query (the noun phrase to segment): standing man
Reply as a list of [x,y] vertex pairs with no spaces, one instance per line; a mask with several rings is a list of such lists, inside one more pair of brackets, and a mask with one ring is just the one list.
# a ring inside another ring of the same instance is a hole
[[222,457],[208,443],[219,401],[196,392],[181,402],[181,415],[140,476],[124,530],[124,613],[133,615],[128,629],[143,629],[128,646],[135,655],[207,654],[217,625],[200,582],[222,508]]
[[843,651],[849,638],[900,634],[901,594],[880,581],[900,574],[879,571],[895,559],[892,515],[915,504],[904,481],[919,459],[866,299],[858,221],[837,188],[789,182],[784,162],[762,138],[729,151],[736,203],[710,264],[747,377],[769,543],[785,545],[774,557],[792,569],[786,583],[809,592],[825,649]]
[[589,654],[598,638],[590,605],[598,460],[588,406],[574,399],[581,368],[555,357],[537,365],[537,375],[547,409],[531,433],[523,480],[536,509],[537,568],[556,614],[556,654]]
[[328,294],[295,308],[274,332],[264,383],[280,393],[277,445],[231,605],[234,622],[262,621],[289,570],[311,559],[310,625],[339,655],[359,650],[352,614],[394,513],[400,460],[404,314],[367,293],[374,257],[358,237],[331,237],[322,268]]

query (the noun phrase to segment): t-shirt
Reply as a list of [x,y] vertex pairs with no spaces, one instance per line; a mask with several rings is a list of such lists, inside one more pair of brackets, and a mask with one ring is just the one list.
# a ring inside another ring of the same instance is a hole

════

*Problem requirements:*
Copy every line of the entries above verbatim, with no changes.

*Task answer:*
query (the noun phrase to segment): standing man
Reply as a list of [x,y] vertex pairs with no spaces, one instance per line; a mask with several rings is a list of such lists, inside one more pair of brackets, and a mask with one ring is just the one list.
# a ring inside another ring of the same instance is a hole
[[222,457],[208,443],[219,401],[196,392],[181,402],[181,415],[140,476],[124,530],[124,613],[133,615],[128,629],[143,629],[128,646],[135,655],[207,654],[217,625],[200,582],[222,508]]
[[843,651],[849,638],[900,634],[901,594],[880,581],[900,574],[879,571],[895,559],[892,515],[915,504],[904,481],[919,459],[866,299],[858,221],[837,188],[789,182],[784,162],[762,138],[729,151],[736,203],[710,264],[747,377],[769,543],[785,545],[774,557],[792,569],[786,583],[809,592],[825,649]]
[[589,654],[598,638],[590,605],[598,460],[588,406],[574,399],[581,368],[555,357],[537,365],[537,375],[547,409],[531,433],[523,480],[536,509],[537,568],[556,614],[556,654]]
[[328,294],[295,308],[274,332],[264,383],[280,393],[277,445],[231,605],[234,622],[262,621],[289,570],[311,559],[310,625],[339,655],[359,650],[352,614],[394,513],[400,460],[404,314],[367,293],[374,257],[358,237],[331,237],[322,268]]

query (the noun phrase to segment): t-shirt
Reply as a list of [x,y] vertex pairs with no spaces, one instance per line; a mask with several rings is a list of such lists, inside one more pair of brackets, and a mask with one ring is just the one list.
# a ring inside another ring of the same instance is a hole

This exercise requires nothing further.